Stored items
------------------------------

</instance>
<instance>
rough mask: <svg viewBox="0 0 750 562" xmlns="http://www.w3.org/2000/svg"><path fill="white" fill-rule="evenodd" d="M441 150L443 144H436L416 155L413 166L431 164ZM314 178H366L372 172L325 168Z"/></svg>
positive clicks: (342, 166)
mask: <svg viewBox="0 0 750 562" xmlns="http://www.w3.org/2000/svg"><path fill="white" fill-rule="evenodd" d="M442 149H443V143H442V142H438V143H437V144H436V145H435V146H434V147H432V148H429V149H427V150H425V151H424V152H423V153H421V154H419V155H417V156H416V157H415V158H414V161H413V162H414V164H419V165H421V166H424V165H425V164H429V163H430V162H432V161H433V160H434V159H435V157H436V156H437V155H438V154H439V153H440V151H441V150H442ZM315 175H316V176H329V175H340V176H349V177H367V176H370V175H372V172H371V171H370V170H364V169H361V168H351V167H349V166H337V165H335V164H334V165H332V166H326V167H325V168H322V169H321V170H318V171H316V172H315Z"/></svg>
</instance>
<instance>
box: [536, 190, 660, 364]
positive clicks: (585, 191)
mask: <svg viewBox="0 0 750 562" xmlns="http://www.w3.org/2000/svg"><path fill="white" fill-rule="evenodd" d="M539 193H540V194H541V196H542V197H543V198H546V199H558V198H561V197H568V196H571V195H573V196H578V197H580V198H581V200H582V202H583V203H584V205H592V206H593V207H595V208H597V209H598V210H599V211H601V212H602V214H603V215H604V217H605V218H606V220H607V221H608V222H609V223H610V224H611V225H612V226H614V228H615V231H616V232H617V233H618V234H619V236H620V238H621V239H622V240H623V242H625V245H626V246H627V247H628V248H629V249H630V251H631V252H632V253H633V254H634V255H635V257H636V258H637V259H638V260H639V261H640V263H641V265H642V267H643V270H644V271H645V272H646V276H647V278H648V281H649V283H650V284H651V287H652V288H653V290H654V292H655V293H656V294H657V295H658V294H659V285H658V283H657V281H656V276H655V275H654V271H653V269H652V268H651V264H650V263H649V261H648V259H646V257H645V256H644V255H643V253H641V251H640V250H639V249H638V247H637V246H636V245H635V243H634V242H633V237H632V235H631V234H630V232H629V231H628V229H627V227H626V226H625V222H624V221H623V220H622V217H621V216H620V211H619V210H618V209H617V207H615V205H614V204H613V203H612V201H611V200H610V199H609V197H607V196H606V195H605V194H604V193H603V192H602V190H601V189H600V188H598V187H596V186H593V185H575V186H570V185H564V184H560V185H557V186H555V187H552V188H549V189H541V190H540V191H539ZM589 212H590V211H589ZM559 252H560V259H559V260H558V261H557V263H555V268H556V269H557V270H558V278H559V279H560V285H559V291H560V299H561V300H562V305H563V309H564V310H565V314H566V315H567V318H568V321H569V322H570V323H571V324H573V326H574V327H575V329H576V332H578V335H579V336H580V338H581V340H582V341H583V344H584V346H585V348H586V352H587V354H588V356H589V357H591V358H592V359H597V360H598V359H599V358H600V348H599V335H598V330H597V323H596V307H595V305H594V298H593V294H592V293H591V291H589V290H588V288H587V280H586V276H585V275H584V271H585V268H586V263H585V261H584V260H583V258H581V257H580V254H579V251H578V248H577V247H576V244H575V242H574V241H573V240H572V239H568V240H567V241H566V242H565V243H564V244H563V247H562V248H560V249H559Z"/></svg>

------------------------------

▸ **What the task asks**
Convert the lines above into a JSON list of strings, one string per line, leaving out blank lines.

▸ **Task response**
[
  "</instance>",
  "<instance>",
  "rough mask: <svg viewBox=\"0 0 750 562\" xmlns=\"http://www.w3.org/2000/svg\"><path fill=\"white\" fill-rule=\"evenodd\" d=\"M441 150L443 144H436L416 155L413 166L431 164ZM314 178H366L372 172L325 168Z\"/></svg>",
  "positive clicks: (342, 166)",
  "mask: <svg viewBox=\"0 0 750 562\" xmlns=\"http://www.w3.org/2000/svg\"><path fill=\"white\" fill-rule=\"evenodd\" d=\"M442 149H443V143H442V142H438V143H437V144H436V145H435V146H434V147H432V148H429V149H427V150H425V151H424V152H423V153H421V154H419V155H417V156H416V157H415V158H414V161H413V162H414V164H419V165H421V166H424V165H425V164H429V163H430V162H432V161H433V160H434V159H435V157H436V156H437V155H438V154H439V153H440V151H441V150H442ZM315 175H316V176H329V175H340V176H349V177H367V176H370V175H372V172H371V171H370V170H364V169H361V168H351V167H349V166H337V165H335V164H334V165H332V166H326V167H325V168H322V169H321V170H318V171H316V172H315Z\"/></svg>",
  "</instance>",
  "<instance>",
  "box: [536, 190, 660, 364]",
  "positive clicks: (585, 191)",
  "mask: <svg viewBox=\"0 0 750 562\" xmlns=\"http://www.w3.org/2000/svg\"><path fill=\"white\" fill-rule=\"evenodd\" d=\"M539 193H540V194H541V196H542V197H543V198H546V199H558V198H561V197H568V196H571V195H573V196H578V197H580V198H581V200H582V202H583V203H584V205H592V206H593V207H595V208H597V209H598V210H599V211H601V212H602V214H603V215H604V217H605V218H606V220H607V221H608V222H609V223H610V224H611V225H612V226H614V228H615V231H616V232H617V233H618V234H619V236H620V238H621V239H622V240H623V242H625V245H626V246H627V247H628V248H629V249H630V251H631V252H632V253H633V254H634V255H635V257H636V258H637V259H638V260H639V261H640V263H641V265H642V267H643V270H644V271H645V272H646V276H647V278H648V281H649V283H650V284H651V287H652V288H653V290H654V292H655V293H656V294H657V295H658V294H659V285H658V283H657V281H656V276H655V275H654V271H653V269H652V268H651V264H650V263H649V261H648V259H646V257H645V256H644V255H643V253H641V251H640V250H639V249H638V247H637V246H636V245H635V243H634V242H633V237H632V235H631V234H630V232H629V231H628V229H627V227H626V226H625V222H624V221H623V220H622V217H621V216H620V211H619V210H618V209H617V207H615V205H614V204H613V203H612V201H611V200H610V199H609V197H607V196H606V195H605V194H604V193H603V192H602V190H601V189H600V188H598V187H596V186H593V185H575V186H570V185H564V184H560V185H557V186H555V187H552V188H549V189H541V190H540V191H539ZM589 212H590V211H589ZM559 252H560V259H559V260H558V261H557V263H555V268H556V269H557V270H558V278H559V279H560V285H559V291H560V299H561V300H562V305H563V309H564V310H565V314H566V315H567V318H568V321H569V322H570V323H571V324H573V326H574V327H575V329H576V332H578V335H579V336H580V338H581V340H582V341H583V344H584V346H585V348H586V352H587V354H588V356H589V357H591V358H592V359H597V360H598V359H599V358H600V348H599V335H598V330H597V323H596V307H595V305H594V298H593V294H592V293H591V291H589V290H588V288H587V280H586V276H585V275H584V271H585V268H586V263H585V261H584V260H583V258H581V257H580V254H579V251H578V248H577V247H576V244H575V242H574V241H573V240H572V239H568V240H567V241H566V242H565V243H564V244H563V247H562V248H560V249H559Z\"/></svg>"
]